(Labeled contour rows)

** start **

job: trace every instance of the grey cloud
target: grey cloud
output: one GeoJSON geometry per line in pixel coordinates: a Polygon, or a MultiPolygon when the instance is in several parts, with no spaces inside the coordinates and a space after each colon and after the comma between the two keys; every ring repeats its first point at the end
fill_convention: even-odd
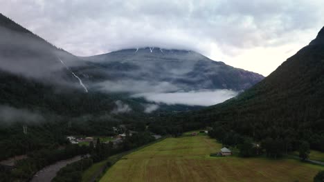
{"type": "Polygon", "coordinates": [[[115,104],[116,107],[111,111],[112,114],[126,113],[132,111],[129,105],[123,103],[121,101],[116,101],[115,104]]]}
{"type": "Polygon", "coordinates": [[[44,121],[43,116],[37,112],[32,112],[24,108],[0,105],[0,123],[33,123],[44,121]]]}
{"type": "Polygon", "coordinates": [[[154,110],[159,109],[159,106],[157,104],[146,104],[145,105],[144,112],[145,113],[151,113],[154,110]]]}
{"type": "Polygon", "coordinates": [[[230,90],[201,90],[175,93],[141,93],[133,97],[144,97],[147,101],[166,104],[184,104],[188,105],[209,106],[224,102],[237,95],[238,92],[230,90]]]}
{"type": "Polygon", "coordinates": [[[321,1],[6,1],[0,10],[78,55],[127,48],[224,54],[295,41],[323,26],[321,1]]]}
{"type": "Polygon", "coordinates": [[[172,92],[179,89],[177,86],[166,81],[154,83],[135,80],[106,81],[96,83],[96,87],[105,92],[130,93],[172,92]]]}

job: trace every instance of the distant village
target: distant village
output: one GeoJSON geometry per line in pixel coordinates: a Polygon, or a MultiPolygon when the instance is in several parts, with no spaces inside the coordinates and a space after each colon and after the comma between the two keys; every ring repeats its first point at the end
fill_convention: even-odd
{"type": "MultiPolygon", "coordinates": [[[[114,147],[116,147],[118,144],[123,142],[123,140],[127,136],[132,136],[134,134],[136,134],[137,132],[129,130],[126,129],[125,125],[120,125],[118,128],[113,127],[113,130],[116,134],[115,136],[105,136],[105,137],[100,137],[100,136],[66,136],[66,139],[68,139],[71,143],[72,144],[84,144],[89,145],[90,142],[93,141],[93,143],[96,142],[98,138],[100,139],[100,141],[104,143],[109,143],[111,142],[113,143],[114,147]],[[120,134],[118,134],[120,133],[120,134]]],[[[155,139],[159,139],[161,138],[161,136],[159,134],[156,134],[154,133],[151,133],[151,135],[155,138],[155,139]]]]}

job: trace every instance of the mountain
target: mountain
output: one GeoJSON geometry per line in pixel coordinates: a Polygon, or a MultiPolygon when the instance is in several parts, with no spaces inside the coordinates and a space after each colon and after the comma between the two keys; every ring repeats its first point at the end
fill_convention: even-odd
{"type": "Polygon", "coordinates": [[[256,141],[292,140],[289,144],[295,148],[305,140],[324,151],[323,73],[324,28],[262,81],[195,114],[214,123],[220,134],[231,131],[256,141]]]}
{"type": "Polygon", "coordinates": [[[235,68],[188,50],[145,48],[81,59],[91,61],[93,66],[80,70],[91,77],[92,82],[98,82],[97,86],[107,88],[108,85],[108,90],[113,91],[241,91],[263,79],[260,74],[235,68]],[[118,84],[127,88],[123,90],[123,85],[116,87],[118,84]]]}
{"type": "Polygon", "coordinates": [[[113,134],[112,126],[136,128],[155,114],[200,108],[135,93],[242,90],[263,78],[196,52],[151,50],[78,57],[0,14],[0,159],[62,145],[66,135],[113,134]]]}

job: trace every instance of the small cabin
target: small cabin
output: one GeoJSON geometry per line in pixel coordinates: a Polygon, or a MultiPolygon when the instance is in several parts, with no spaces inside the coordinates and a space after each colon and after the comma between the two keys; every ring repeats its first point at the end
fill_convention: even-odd
{"type": "Polygon", "coordinates": [[[221,149],[220,153],[222,156],[229,156],[232,154],[232,151],[226,148],[223,148],[221,149]]]}

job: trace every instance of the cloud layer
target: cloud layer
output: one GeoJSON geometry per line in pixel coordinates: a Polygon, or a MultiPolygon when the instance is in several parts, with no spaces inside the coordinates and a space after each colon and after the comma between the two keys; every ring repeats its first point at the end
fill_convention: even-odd
{"type": "Polygon", "coordinates": [[[145,46],[184,48],[216,60],[238,60],[222,61],[265,75],[285,61],[282,52],[305,46],[324,25],[324,4],[316,0],[0,0],[0,3],[6,15],[77,55],[145,46]],[[290,48],[282,50],[287,43],[290,48]],[[260,57],[246,57],[246,52],[254,48],[278,47],[281,49],[264,51],[282,55],[273,57],[280,61],[271,64],[271,70],[267,70],[267,63],[260,57]],[[264,68],[252,66],[257,60],[264,68]]]}
{"type": "Polygon", "coordinates": [[[34,123],[44,121],[44,118],[38,112],[26,109],[15,108],[0,105],[0,123],[12,122],[34,123]]]}
{"type": "Polygon", "coordinates": [[[188,105],[209,106],[224,102],[238,93],[222,89],[175,93],[142,93],[134,94],[134,97],[144,97],[156,103],[167,104],[184,104],[188,105]]]}

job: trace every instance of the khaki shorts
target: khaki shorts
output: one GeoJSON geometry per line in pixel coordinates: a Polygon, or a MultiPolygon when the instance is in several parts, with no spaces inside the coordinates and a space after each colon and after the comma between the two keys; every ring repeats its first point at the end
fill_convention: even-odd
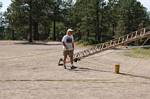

** end **

▸ Task brief
Rewrite the rows starting at the line that contains "job: trace every instance of the khaki shorts" and running to the end of the rows, with "khaki shorts" changed to "cargo shorts" and everything else kept the same. Leave out the pictures.

▸ Finished exercise
job: trace every instance of the cargo shorts
target: cargo shorts
output: one GeoJSON geometry per line in pixel coordinates: a Polygon, or a MultiPolygon when the instance is in several parts, with no spaces inside the coordinates and a space after each colon and after the comma between the two keys; every ring repeats its first point at the end
fill_convention: even-odd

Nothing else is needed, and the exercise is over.